É com essa lógica surpreendente a gregos, troianos, carnívoros e veganos que o Tau Cozinha, dos chefs Fabio Battistella e Gabriel Haddad, propõe instigar a curiosidade e o gosto de qualquer um que procura algum novo encantamento na gastronomia — e oportunidades para unir diferentes dietas em uma mesa só.
A proposta, claro, intriga: por que não se vender como vegano? Por que entrar e um negócio 100% vegetal diante de um universo ainda tão dominado pelos ingredientes animais e inúmeras casas específicas em crise?
Foi com isso em mente que Nossa sentou com Fabio em uma das mesinhas do charmoso restaurante — que lotaria em poucas horas numa quarta-feira em plena Vila Madalena.
Hoje, a palavra que eu mais tenho pavor de ser dita aqui dentro é vegano. Porque a palavra vegana afasta, assusta, afugenta as pessoas. As pessoas não querem estar, as pessoas criticam, têm preconceito.

Do RH à boemia - pela cozinha
A cozinha surgiu para Fabio quando ele ainda era da área de RH de uma grande montadora. Dois anos de Itália, mais dois de Inglaterra e uma oferta de promoção (negada) depois, ele ingressaria no mundo das panelas.
Formado cozinheiro pela Cordon Bleu de Londres em 2000, ele "bitolou" na escola francesa.

Você só pensa em estrela e Guia Michelin, só aquela estética francesa. Isso é base de muitas coisas que eu faço na minha cozinha até hoje, mas fiquei um tempo nessas, lembra.
Antes do Tau, foram anos em restaurantes de fora, catering (incluindo o desafiador menu para atletas e delegações dos Jogos Pan-Americanos em 2007) e negócios no Rio de Janeiro (incluindo quatro bares com mais de 100 funcionários). "Era muita vontade e era muita loucura também", conta.

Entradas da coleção
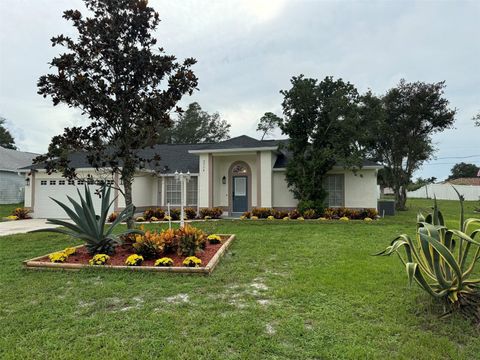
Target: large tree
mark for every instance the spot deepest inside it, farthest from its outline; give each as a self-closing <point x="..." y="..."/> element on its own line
<point x="195" y="126"/>
<point x="462" y="169"/>
<point x="322" y="122"/>
<point x="6" y="139"/>
<point x="401" y="124"/>
<point x="114" y="71"/>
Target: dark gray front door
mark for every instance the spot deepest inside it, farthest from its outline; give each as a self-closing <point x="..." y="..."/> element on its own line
<point x="240" y="191"/>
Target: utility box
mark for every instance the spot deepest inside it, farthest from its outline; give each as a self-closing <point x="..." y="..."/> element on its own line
<point x="386" y="207"/>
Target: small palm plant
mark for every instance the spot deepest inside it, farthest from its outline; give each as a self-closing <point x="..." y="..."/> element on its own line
<point x="89" y="226"/>
<point x="442" y="260"/>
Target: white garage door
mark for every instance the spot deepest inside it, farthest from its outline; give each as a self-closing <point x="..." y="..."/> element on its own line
<point x="59" y="189"/>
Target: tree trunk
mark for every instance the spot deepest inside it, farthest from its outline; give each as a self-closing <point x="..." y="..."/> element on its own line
<point x="400" y="197"/>
<point x="127" y="184"/>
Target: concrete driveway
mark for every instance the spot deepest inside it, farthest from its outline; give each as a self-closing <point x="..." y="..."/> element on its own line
<point x="23" y="226"/>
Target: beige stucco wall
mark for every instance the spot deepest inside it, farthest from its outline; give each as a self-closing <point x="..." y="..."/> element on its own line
<point x="221" y="165"/>
<point x="361" y="190"/>
<point x="28" y="192"/>
<point x="203" y="187"/>
<point x="282" y="196"/>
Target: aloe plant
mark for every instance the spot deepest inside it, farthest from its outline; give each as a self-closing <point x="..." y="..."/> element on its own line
<point x="90" y="227"/>
<point x="442" y="260"/>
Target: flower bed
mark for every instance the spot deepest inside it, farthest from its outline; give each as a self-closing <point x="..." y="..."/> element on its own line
<point x="209" y="257"/>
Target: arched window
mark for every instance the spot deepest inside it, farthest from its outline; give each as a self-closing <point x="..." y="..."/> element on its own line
<point x="239" y="170"/>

ENUNCIADO DA TAREFA
Transcreva o trecho do texto sobre o Tau Cozinha começando em "Do RH à boemia" e seguindo até "tempo nessas, lembra.".

RESPOSTA COMPLETA
Do RH à boemia - pela cozinha
A cozinha surgiu para Fabio quando ele ainda era da área de RH de uma grande montadora. Dois anos de Itália, mais dois de Inglaterra e uma oferta de promoção (negada) depois, ele ingressaria no mundo das panelas.
Formado cozinheiro pela Cordon Bleu de Londres em 2000, ele "bitolou" na escola francesa.

Você só pensa em estrela e Guia Michelin, só aquela estética francesa. Isso é base de muitas coisas que eu faço na minha cozinha até hoje, mas fiquei um tempo nessas, lembra.